• Problem to solve: Where the line with "# locate the white house: one" appears below, start writing out lines exactly, and finish with the line with "# locate the distant", which is included; write out nothing else.

──────────

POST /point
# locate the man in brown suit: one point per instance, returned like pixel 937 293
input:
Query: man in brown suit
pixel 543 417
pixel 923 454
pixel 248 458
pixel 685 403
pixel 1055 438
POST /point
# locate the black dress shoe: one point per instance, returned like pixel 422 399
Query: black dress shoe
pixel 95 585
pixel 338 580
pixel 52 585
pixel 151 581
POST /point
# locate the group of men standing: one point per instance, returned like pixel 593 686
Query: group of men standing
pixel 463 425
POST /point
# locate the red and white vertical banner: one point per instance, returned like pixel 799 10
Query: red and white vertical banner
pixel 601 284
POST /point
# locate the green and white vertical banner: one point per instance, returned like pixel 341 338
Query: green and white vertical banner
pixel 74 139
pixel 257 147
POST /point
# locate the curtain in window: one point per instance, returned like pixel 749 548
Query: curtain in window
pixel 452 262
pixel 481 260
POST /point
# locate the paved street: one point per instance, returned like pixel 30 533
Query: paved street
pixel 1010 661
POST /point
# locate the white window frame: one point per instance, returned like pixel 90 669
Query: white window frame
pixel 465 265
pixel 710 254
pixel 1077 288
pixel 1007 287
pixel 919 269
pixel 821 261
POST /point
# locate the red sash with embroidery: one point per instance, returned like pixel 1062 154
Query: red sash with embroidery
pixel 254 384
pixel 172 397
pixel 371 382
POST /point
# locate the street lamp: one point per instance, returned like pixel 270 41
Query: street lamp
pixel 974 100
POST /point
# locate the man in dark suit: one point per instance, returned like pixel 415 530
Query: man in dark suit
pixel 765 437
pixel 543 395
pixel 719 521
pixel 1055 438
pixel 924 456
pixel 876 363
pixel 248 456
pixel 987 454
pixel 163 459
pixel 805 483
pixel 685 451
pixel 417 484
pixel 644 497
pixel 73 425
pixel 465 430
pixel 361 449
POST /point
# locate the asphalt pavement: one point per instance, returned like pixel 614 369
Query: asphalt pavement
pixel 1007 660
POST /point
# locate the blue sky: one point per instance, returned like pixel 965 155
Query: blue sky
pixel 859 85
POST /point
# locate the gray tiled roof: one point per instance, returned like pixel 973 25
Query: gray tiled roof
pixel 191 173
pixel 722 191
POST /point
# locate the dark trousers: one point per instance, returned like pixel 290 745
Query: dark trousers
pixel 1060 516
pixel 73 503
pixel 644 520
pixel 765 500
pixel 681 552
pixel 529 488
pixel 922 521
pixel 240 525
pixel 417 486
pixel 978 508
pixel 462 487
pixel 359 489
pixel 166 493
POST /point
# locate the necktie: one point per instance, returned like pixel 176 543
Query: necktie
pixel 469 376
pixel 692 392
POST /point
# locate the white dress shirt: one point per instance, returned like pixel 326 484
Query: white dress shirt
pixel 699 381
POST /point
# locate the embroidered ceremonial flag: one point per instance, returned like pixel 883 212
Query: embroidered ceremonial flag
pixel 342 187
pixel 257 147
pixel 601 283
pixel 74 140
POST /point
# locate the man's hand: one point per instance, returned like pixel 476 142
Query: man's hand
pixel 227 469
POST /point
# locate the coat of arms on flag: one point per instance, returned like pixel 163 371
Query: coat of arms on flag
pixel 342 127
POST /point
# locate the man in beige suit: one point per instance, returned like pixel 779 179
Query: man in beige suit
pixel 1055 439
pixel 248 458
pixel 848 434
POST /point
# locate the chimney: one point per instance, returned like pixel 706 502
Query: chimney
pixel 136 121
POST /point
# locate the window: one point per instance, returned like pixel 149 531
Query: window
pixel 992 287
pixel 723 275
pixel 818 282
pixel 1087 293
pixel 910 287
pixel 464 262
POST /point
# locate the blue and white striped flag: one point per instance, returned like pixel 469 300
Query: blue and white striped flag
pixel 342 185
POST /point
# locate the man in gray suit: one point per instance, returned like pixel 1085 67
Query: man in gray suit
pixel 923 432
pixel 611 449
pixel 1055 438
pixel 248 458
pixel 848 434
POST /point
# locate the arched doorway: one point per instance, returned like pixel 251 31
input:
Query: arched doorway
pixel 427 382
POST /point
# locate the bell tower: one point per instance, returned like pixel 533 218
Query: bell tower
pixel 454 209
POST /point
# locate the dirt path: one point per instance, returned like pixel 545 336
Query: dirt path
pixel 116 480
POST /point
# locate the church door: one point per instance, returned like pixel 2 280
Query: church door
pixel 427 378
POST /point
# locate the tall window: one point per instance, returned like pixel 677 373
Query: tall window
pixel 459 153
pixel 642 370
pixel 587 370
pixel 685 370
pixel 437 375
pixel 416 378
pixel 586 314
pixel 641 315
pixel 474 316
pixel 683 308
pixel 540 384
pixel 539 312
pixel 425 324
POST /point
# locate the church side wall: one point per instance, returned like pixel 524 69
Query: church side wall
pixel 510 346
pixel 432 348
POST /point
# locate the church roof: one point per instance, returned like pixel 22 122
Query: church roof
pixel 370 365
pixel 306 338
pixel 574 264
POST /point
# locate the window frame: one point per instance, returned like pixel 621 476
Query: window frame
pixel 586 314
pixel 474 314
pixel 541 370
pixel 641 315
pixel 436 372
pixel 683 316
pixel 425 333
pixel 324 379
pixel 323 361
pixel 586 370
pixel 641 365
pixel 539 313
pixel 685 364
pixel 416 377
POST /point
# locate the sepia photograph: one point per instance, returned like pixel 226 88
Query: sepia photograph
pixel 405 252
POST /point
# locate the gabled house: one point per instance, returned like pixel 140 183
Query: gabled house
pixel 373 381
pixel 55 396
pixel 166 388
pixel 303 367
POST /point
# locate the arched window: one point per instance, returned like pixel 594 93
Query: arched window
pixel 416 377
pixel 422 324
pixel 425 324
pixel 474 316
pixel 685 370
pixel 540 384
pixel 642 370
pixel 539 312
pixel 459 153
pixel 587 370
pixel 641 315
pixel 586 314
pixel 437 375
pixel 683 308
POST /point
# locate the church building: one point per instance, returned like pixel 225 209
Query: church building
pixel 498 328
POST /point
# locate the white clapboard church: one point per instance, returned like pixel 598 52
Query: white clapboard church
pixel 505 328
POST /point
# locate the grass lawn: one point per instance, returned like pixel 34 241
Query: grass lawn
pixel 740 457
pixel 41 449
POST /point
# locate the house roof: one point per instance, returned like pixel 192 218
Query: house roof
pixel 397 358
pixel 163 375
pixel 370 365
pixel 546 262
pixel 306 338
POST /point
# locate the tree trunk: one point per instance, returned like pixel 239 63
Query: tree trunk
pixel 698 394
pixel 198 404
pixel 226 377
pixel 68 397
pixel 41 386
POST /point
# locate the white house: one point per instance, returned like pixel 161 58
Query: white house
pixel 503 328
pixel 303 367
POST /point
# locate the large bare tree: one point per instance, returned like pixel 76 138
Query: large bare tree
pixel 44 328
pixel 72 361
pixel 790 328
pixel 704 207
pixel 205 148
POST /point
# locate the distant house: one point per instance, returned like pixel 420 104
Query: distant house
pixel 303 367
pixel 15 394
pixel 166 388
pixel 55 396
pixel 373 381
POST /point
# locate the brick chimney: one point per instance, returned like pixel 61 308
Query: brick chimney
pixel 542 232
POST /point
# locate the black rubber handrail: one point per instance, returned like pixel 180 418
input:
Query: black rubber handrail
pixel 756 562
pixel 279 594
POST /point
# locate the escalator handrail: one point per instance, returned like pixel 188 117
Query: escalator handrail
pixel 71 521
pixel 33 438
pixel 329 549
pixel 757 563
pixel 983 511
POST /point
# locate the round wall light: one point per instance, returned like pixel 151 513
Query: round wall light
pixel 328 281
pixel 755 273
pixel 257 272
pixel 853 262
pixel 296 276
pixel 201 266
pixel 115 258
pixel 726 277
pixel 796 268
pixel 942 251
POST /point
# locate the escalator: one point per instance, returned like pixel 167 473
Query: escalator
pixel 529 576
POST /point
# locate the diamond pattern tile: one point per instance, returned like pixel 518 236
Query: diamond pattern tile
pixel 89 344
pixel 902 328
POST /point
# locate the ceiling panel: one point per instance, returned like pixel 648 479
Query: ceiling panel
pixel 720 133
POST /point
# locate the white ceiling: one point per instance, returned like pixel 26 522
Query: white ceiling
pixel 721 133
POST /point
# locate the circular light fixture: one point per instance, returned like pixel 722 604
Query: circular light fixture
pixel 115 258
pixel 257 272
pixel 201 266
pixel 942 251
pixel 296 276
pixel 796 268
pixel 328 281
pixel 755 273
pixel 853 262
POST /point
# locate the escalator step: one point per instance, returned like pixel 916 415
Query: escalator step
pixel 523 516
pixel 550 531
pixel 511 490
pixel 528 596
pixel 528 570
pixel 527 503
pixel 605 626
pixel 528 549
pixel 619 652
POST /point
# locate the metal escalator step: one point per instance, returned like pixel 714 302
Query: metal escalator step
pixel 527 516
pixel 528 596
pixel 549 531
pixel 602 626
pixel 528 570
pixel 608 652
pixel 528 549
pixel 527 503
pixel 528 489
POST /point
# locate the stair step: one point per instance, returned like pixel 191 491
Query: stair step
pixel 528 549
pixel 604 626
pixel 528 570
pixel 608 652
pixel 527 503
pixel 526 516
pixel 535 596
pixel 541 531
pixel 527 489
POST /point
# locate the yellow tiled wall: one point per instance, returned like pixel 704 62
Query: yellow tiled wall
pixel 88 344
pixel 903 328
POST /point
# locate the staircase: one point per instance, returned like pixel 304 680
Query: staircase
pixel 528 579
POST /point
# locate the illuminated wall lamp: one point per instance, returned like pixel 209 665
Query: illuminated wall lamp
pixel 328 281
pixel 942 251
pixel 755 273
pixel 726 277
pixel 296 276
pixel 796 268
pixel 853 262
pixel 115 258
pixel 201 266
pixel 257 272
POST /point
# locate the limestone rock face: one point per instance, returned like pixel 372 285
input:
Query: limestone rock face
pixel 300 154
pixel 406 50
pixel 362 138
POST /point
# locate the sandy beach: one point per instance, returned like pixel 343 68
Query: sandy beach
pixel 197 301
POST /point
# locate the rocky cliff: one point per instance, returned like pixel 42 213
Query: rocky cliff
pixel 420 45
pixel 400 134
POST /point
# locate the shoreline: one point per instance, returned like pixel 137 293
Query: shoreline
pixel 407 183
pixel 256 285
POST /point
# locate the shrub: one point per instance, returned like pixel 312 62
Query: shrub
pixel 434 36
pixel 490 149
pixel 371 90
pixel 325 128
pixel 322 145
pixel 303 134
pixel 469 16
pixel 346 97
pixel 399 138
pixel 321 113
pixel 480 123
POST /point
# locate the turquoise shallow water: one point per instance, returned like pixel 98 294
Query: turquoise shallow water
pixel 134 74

──────────

• Result of the exercise:
# locate the white house: one point per instance, returned like pixel 161 58
Query: white house
pixel 503 328
pixel 303 367
POST /point
# locate the large bare tree: one point per instance, returned like pixel 76 138
Query: large bare tree
pixel 44 328
pixel 72 361
pixel 790 328
pixel 704 207
pixel 205 148
POST /point
# locate the distant house: one point per instance, returned like pixel 420 104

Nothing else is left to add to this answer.